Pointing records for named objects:

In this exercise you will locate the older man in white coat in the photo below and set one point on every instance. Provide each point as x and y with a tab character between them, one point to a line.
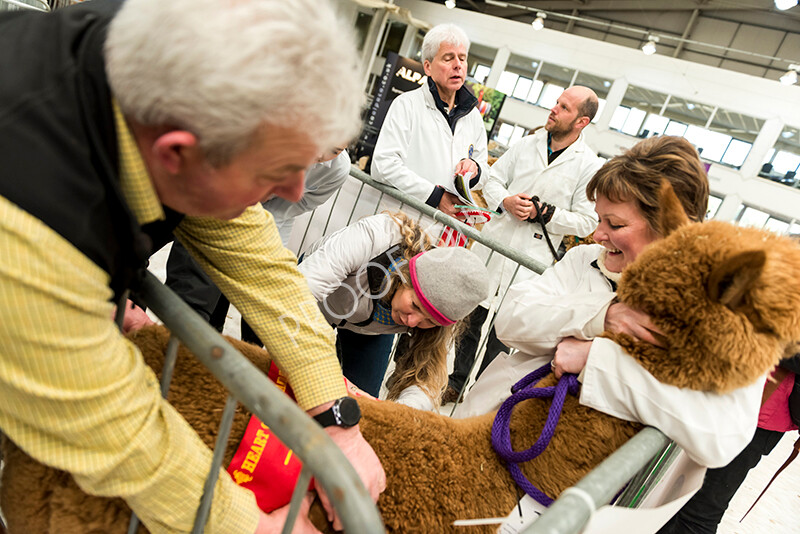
433	132
539	186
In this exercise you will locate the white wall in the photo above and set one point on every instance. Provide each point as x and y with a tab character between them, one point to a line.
765	99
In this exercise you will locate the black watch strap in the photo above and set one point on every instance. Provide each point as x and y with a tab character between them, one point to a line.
345	413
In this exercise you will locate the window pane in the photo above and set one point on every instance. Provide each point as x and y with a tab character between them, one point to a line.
633	121
776	225
522	88
654	125
711	145
618	119
753	217
480	55
507	82
688	112
786	150
738	126
713	206
535	91
641	98
556	75
599	84
675	128
550	95
601	105
736	153
393	37
481	73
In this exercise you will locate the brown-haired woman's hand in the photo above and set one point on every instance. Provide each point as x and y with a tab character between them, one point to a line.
571	355
623	319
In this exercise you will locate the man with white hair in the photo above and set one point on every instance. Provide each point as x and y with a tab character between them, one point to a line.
433	132
120	125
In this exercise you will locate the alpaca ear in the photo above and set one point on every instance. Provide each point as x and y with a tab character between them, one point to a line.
732	279
672	215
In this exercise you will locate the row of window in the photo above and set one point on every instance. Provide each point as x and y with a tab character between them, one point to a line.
720	136
750	216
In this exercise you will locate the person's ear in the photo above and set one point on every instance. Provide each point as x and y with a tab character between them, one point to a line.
172	148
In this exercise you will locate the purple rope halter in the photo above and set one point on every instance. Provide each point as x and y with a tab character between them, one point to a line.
501	429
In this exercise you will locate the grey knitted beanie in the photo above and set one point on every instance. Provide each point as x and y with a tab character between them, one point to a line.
450	282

Task description
Copy every one of the records above word for word, line by line, leaving out the picture.

Full output
In this exercise you will locate the older man in white coat in the photo below and set one point on every instance. Provide each point as x and y with a tab character between them, one point to a line.
433	132
539	186
In this exercise you will locate the white wall in the photo above and set one point on every instance. Provide each point as x and y with a tab character between them, one point to a line.
765	99
In this exercise you will locate the black watch strap in the photo above and set one point on every instance. Provide each point as x and y with a tab character between them, one point to a line.
345	413
In this exercise you will locate the window pane in the photo above and set one point on every instance. Provide each point as x and y with a tab character between them, one point to a line.
633	121
776	225
522	88
654	125
711	145
618	119
753	217
480	55
507	82
688	112
786	150
738	126
713	206
535	91
641	98
556	75
599	84
675	128
550	95
601	105
736	153
393	37
481	73
In this exercise you will locate the brown-haired woman's hand in the photo above and set one point on every instance. Provide each point as x and y with a tab character between them, one point to a line.
571	355
623	319
In this exercise you will locate the man with white hair in the photo above and set one point on every instance. Provide each point as x and y with a tab character between them, one point to a line.
433	132
120	125
In this exercise you will locate the alpaca ear in the photo above and set one point on every instance. Provide each point as x and y with a tab character between them, one point to a line.
732	279
672	215
In this exercise you will locate the row of window in the photo above and set one point on every instance. Provide each point as x and y with a tab character between them, one point to a line.
720	136
750	216
In this exercise you will locate the person's ear in the photo above and set one point on every instance. Provide each point as x and y with a tab character between them, one point to a line.
172	148
In this exercise you will locate the purple rope halter in the photo above and set one point on every instance. Provide each point as x and y with a tab character between them, one point to a line.
501	429
In this exercise you will locate the grey knitted beanie in the photo above and set one point on every instance. Provide each point as x and y with a tab character between them, one point to a line.
450	282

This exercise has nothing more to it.